What to work on ->
Recast everything from the start of the records down to and including the line with "column 186, row 131" as a Markdown table with the columns Row and Line, numbering each row and leaving out blank lines.

Record extracts ->
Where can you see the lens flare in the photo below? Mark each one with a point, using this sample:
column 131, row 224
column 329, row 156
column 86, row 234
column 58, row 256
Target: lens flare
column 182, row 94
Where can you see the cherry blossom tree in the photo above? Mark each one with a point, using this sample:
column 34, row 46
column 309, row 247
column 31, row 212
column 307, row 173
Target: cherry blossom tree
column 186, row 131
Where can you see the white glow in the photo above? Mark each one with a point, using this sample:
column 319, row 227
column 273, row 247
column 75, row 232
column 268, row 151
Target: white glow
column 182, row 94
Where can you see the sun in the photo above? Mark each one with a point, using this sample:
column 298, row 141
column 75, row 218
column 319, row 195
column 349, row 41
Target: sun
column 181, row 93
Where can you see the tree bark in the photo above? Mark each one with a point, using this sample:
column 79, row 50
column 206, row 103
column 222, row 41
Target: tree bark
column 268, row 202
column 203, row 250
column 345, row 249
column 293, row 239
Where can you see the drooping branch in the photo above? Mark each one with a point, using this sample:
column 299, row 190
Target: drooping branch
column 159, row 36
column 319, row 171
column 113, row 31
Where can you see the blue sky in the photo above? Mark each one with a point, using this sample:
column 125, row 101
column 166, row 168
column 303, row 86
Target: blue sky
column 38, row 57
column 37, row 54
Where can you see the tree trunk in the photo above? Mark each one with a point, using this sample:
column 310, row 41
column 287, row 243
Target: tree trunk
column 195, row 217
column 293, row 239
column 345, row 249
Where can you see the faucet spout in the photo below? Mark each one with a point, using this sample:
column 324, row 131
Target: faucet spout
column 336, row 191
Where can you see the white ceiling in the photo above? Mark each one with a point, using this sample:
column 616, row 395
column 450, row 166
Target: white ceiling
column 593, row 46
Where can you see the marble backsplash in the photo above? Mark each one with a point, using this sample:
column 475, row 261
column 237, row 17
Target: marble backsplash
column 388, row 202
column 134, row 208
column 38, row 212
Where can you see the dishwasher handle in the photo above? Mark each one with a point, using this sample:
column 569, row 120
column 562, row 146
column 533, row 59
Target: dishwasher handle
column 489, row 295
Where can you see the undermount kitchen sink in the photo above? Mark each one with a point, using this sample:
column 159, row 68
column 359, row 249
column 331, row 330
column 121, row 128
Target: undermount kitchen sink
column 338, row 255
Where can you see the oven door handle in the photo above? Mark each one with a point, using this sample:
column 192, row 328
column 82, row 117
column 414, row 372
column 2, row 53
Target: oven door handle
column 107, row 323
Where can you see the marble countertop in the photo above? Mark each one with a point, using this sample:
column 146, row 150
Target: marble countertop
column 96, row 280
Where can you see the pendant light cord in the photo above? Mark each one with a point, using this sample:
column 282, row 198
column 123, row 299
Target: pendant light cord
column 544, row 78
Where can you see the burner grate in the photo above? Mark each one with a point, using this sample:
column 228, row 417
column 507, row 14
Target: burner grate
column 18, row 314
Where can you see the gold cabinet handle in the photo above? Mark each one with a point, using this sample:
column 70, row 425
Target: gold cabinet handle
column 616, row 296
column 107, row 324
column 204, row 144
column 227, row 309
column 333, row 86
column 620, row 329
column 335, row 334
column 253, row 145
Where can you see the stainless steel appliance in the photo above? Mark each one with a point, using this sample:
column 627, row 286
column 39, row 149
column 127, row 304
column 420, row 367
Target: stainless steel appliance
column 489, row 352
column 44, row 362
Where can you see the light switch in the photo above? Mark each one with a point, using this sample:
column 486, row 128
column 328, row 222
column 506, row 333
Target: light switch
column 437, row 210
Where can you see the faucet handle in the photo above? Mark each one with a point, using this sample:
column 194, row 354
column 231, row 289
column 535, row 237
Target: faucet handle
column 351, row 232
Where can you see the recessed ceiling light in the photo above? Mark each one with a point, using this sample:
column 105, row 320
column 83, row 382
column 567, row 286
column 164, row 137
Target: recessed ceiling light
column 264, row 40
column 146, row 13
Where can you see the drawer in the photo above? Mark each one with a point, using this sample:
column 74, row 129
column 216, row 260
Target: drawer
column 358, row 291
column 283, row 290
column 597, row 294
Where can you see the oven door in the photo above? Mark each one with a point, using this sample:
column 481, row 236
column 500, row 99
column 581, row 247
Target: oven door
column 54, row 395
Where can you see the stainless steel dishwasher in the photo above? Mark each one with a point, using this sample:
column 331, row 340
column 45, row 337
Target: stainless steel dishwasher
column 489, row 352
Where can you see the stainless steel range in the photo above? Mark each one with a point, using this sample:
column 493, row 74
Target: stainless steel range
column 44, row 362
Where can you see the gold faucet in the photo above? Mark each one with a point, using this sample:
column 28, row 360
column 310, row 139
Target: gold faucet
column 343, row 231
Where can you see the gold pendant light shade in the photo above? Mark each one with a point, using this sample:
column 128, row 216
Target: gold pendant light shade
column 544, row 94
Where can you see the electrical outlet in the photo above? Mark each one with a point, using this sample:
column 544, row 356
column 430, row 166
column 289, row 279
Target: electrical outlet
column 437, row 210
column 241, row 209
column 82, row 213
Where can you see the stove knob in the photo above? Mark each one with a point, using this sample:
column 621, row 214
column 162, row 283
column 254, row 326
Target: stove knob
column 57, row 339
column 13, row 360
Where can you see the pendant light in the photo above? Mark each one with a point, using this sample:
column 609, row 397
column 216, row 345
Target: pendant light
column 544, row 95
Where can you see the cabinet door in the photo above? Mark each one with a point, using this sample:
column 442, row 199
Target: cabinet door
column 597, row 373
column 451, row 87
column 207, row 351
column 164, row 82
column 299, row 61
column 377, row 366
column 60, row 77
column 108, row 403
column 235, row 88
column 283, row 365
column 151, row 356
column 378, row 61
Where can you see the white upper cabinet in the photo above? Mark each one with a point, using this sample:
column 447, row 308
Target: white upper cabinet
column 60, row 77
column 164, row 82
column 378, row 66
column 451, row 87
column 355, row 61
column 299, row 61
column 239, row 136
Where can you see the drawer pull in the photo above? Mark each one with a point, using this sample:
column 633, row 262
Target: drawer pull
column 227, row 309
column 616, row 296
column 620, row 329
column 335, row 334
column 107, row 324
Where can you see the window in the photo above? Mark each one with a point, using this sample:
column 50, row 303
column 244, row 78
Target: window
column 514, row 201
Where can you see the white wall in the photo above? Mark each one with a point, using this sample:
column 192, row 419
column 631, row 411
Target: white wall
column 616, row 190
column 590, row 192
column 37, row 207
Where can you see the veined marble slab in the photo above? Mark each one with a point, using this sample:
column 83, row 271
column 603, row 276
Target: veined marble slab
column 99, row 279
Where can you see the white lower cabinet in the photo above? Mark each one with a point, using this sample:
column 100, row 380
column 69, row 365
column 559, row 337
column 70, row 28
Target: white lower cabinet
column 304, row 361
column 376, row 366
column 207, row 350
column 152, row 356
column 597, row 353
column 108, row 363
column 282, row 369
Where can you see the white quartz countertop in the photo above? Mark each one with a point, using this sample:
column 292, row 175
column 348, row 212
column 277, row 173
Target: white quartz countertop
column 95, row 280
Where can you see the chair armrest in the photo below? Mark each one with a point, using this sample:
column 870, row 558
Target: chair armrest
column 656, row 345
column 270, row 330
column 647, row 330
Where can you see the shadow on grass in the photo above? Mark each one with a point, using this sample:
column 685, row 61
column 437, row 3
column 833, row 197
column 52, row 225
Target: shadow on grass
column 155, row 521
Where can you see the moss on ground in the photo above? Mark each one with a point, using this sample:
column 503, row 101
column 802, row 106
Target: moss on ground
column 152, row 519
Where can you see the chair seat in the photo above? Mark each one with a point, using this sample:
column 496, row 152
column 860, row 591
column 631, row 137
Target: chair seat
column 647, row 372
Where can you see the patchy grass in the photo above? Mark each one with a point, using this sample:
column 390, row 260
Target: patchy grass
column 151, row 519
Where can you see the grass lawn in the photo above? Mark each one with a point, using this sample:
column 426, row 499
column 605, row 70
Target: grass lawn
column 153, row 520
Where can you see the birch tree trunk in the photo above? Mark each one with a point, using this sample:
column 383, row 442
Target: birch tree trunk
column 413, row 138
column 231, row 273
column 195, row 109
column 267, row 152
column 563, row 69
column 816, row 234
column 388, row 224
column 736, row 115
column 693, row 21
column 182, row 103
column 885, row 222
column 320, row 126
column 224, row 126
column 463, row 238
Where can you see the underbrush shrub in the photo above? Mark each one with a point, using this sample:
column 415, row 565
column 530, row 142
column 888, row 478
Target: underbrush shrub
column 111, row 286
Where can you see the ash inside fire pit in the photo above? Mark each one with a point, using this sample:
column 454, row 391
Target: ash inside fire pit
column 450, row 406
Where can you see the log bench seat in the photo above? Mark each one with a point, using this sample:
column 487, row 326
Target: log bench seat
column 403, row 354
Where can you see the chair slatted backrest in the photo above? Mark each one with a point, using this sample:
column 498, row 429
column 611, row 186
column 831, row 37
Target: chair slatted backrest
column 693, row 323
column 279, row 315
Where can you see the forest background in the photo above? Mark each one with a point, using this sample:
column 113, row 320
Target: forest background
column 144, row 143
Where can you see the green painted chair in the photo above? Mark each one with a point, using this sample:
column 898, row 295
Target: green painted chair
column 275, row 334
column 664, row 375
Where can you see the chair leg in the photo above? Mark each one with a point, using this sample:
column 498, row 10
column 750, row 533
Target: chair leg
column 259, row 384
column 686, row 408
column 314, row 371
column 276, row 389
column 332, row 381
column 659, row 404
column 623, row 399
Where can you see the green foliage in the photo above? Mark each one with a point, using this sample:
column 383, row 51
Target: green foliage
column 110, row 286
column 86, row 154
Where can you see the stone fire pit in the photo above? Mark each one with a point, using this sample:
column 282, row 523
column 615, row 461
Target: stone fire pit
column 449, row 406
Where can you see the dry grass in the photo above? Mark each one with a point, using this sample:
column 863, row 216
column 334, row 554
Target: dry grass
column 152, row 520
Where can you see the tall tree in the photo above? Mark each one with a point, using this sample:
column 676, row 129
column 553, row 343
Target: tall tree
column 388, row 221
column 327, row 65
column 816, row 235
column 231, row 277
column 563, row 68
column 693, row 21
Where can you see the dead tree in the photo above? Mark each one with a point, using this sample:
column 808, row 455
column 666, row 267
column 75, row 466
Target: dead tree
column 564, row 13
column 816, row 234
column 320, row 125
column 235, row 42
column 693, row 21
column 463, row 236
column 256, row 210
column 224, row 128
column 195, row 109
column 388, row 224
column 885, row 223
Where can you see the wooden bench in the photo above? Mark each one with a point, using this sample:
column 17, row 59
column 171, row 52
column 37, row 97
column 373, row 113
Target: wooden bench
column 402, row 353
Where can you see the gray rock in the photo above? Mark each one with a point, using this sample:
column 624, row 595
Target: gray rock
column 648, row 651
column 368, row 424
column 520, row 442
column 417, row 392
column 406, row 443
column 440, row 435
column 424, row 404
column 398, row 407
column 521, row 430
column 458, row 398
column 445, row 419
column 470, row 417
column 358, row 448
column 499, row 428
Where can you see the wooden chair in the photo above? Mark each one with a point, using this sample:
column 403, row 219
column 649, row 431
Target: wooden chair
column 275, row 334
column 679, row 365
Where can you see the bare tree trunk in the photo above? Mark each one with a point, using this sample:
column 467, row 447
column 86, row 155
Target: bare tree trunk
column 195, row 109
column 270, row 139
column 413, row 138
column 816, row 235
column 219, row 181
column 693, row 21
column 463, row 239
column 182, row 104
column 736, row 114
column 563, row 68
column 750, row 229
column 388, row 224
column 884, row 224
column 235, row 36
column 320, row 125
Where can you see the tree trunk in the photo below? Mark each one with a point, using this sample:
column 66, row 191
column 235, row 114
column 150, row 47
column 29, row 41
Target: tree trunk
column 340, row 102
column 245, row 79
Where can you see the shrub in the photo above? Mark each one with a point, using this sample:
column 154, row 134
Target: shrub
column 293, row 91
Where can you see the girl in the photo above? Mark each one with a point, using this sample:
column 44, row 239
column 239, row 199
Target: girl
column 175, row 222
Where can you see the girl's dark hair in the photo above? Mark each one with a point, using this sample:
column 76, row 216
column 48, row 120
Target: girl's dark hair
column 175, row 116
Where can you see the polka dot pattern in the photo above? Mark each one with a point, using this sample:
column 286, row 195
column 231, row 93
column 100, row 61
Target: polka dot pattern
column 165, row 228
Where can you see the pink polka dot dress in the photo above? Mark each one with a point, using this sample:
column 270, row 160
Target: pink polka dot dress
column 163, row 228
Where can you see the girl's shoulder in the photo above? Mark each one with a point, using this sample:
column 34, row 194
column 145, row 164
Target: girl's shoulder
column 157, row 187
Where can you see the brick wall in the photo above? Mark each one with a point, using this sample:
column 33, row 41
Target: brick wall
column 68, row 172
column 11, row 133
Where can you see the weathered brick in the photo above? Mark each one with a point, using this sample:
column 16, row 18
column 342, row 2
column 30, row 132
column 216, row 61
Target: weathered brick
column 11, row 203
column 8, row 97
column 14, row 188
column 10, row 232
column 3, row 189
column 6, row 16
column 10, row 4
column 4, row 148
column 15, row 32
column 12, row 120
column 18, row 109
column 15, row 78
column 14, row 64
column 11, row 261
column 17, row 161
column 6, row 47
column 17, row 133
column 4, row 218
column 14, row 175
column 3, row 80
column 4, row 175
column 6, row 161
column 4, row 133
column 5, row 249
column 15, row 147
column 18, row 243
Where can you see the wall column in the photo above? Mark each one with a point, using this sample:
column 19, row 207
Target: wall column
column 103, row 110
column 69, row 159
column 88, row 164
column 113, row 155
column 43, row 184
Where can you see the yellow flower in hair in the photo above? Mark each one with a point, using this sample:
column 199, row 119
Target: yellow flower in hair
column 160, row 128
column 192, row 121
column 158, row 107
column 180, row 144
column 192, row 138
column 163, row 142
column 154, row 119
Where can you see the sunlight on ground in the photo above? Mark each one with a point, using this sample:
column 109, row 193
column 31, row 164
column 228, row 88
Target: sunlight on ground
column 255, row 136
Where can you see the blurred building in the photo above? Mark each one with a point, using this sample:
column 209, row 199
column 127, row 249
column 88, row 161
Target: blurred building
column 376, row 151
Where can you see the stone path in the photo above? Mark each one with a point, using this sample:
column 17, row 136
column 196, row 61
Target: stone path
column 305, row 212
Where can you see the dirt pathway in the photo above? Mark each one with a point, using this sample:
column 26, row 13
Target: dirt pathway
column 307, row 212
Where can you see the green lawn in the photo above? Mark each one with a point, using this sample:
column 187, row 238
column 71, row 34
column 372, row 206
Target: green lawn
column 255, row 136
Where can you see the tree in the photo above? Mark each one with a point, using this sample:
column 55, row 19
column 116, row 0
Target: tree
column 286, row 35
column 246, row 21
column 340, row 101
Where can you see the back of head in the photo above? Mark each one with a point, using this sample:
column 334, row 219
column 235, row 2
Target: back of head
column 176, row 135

Output of the task ->
| Row | Line |
|---|---|
| 1 | Where can you see the lens flare in the photo below? Mark each one with a point, using this sample: |
| 2 | column 131, row 224 |
| 3 | column 329, row 156 |
| 4 | column 86, row 234 |
| 5 | column 58, row 256 |
| 6 | Target: lens flare |
| 7 | column 182, row 94 |
| 8 | Where can you see the cherry blossom tree in the photo above? Mark each one with a point, using this sample: |
| 9 | column 34, row 46 |
| 10 | column 309, row 247 |
| 11 | column 31, row 212 |
| 12 | column 307, row 173 |
| 13 | Target: cherry blossom tree |
| 14 | column 186, row 131 |